# [DIRECTIONS FOR THIS TASK]
Copy the lines of the records without changes, starting at the line that contains "the puppy and" and ending at the line that contains "column 527, row 138", with both of those lines included.

# [RECORD LIST]
********************
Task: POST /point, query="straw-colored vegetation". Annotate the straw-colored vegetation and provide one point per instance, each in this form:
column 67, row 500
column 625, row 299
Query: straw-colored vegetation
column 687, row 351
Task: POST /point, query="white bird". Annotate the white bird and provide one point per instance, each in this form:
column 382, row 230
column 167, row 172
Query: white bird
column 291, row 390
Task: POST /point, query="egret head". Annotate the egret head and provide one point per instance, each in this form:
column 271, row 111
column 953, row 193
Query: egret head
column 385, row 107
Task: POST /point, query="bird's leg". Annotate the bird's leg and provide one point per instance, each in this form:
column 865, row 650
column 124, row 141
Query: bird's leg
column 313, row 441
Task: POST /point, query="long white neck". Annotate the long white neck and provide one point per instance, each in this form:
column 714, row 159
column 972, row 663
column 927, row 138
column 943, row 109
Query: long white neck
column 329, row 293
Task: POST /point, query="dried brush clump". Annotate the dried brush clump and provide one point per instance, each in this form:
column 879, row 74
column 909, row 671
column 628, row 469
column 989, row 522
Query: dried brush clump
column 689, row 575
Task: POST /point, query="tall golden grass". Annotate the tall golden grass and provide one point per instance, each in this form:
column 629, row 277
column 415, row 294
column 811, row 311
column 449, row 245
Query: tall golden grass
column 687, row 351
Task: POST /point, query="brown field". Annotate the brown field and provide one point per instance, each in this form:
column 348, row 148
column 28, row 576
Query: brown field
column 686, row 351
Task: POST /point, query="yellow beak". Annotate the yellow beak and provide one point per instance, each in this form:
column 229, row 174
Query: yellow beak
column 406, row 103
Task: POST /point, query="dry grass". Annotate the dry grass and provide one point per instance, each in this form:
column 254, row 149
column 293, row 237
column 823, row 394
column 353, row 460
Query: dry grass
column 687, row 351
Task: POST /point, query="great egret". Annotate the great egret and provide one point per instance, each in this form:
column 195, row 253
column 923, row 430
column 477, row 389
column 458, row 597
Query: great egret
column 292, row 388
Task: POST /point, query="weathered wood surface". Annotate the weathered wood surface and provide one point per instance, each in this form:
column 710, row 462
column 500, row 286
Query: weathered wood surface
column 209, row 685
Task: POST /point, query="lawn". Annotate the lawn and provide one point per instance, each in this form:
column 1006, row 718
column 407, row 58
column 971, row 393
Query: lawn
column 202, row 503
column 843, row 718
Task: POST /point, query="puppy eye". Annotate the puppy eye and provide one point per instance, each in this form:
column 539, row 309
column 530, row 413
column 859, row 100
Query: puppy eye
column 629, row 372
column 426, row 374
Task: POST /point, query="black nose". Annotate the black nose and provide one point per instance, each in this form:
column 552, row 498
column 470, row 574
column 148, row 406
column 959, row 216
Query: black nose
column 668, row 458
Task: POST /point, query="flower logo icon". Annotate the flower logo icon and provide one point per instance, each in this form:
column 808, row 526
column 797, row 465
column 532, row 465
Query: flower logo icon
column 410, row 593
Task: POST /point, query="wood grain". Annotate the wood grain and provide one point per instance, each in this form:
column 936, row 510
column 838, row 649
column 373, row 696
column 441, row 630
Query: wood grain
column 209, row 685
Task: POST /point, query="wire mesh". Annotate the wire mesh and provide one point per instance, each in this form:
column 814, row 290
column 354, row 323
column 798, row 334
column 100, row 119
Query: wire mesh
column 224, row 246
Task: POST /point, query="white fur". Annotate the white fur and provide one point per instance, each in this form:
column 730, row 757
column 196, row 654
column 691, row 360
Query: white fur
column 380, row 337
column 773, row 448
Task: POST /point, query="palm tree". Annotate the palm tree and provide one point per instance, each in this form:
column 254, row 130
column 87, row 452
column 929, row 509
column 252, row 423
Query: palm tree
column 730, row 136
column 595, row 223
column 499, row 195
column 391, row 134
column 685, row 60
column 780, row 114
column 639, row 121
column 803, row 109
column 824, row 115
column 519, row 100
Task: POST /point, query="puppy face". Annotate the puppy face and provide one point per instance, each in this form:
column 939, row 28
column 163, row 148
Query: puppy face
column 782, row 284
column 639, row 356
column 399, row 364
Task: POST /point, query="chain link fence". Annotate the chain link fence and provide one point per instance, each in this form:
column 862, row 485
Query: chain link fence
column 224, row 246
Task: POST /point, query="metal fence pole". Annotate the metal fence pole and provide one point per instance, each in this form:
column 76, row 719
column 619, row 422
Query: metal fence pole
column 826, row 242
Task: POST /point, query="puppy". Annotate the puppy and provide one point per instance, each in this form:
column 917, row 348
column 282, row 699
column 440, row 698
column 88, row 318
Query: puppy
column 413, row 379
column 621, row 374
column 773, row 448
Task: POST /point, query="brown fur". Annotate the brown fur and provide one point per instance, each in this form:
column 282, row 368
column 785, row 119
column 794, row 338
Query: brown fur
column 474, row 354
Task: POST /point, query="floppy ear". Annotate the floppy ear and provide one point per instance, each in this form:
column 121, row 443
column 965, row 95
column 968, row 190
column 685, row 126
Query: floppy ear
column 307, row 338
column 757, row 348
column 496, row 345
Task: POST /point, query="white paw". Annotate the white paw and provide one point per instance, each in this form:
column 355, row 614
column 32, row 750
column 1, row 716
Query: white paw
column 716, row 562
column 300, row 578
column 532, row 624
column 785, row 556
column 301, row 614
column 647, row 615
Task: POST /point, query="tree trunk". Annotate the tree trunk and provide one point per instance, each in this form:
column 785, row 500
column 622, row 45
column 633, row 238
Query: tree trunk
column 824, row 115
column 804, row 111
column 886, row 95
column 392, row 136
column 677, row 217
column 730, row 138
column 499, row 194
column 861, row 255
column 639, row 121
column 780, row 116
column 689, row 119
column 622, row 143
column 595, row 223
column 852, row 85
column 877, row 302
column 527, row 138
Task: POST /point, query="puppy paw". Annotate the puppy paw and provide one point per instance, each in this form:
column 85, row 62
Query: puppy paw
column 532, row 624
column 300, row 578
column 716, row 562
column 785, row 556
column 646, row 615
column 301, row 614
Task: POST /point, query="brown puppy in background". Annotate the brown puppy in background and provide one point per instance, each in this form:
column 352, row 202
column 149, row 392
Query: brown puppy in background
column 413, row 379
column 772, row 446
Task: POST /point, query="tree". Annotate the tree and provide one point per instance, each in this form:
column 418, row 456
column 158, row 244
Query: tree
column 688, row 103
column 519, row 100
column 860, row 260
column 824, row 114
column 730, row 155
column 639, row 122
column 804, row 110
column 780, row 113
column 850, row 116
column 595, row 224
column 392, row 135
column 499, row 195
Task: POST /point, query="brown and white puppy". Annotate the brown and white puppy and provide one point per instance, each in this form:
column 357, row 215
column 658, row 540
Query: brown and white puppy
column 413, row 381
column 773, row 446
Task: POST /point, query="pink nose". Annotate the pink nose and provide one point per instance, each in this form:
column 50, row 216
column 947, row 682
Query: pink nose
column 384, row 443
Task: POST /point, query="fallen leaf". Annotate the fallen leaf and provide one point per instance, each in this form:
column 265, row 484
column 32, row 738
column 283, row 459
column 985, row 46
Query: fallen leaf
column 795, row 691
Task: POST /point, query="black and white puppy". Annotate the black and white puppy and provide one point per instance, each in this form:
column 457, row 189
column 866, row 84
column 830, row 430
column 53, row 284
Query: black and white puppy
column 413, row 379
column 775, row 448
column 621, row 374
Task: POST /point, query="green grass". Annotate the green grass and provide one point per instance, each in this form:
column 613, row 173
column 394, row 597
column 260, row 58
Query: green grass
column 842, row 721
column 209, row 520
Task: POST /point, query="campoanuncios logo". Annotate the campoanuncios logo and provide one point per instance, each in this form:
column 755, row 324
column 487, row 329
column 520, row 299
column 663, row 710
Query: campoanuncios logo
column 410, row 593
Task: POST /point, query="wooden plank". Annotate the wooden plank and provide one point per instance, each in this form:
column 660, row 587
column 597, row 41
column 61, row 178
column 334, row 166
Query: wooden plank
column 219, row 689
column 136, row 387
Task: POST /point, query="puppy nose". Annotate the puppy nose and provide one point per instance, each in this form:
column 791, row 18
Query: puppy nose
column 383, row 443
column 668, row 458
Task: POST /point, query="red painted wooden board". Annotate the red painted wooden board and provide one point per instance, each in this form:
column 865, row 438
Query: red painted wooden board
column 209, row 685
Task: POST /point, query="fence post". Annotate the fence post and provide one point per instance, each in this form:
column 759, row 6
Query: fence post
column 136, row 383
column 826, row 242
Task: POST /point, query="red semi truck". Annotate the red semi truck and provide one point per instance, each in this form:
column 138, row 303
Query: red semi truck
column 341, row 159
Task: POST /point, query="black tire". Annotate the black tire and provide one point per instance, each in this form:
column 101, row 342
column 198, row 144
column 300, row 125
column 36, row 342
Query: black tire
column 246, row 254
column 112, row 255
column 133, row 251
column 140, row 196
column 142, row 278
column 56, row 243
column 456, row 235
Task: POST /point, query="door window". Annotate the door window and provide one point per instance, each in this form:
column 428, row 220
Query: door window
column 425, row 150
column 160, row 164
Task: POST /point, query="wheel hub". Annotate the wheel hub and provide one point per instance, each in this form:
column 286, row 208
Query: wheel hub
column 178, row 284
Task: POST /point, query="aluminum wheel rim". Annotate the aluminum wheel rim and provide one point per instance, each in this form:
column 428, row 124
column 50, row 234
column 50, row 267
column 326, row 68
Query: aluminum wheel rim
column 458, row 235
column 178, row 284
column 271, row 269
********************
# [ANSWER FOR THIS EXERCISE]
Task: POST /point, query="puppy". Annotate the puppy and provide one point per instance, each in this form:
column 917, row 348
column 282, row 699
column 440, row 698
column 88, row 318
Query: puppy
column 413, row 379
column 621, row 374
column 773, row 448
Task: POST /point, query="brown fur". Annotate the brown fur and provide one point per instance, each in this form:
column 282, row 368
column 785, row 119
column 794, row 338
Query: brown fur
column 474, row 354
Task: POST /point, query="floppy ear". Annotate the floppy ear and provide one point per instance, each in this form:
column 121, row 443
column 965, row 95
column 968, row 190
column 685, row 126
Query: floppy ear
column 307, row 338
column 757, row 348
column 496, row 345
Task: POST /point, query="white paw". Annotate the white paw and provide one point per instance, each in this form:
column 355, row 614
column 32, row 750
column 1, row 716
Query: white paw
column 716, row 562
column 300, row 578
column 532, row 624
column 785, row 556
column 301, row 614
column 647, row 615
Task: POST /point, query="tree trunk". Annotate the tree trunk and provide one point per instance, each in this form:
column 785, row 500
column 622, row 45
column 633, row 238
Query: tree trunk
column 824, row 115
column 804, row 111
column 886, row 95
column 392, row 136
column 677, row 217
column 730, row 138
column 499, row 194
column 861, row 255
column 639, row 121
column 780, row 116
column 689, row 119
column 622, row 143
column 595, row 223
column 852, row 85
column 877, row 302
column 527, row 138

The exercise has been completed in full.